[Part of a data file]
★ ★ ★ ★ ★ ★ ★
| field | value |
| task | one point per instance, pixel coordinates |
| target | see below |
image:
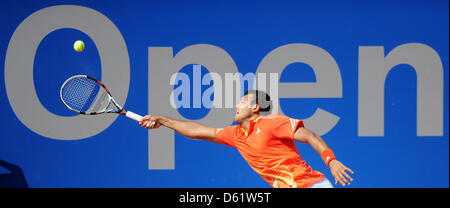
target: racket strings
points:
(80, 93)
★ ★ ★ ★ ★ ★ ★
## WHAT IS EXPECTED
Please substitute "image coordinates" for "pixel coordinates" throughout the listing above and change nothing else. Leave the pictures out of your answer.

## SOLUTION TO THE PROBLEM
| field | value |
| task | one point per instance, image coordinates |
| target | see below |
image:
target: racket strings
points:
(80, 93)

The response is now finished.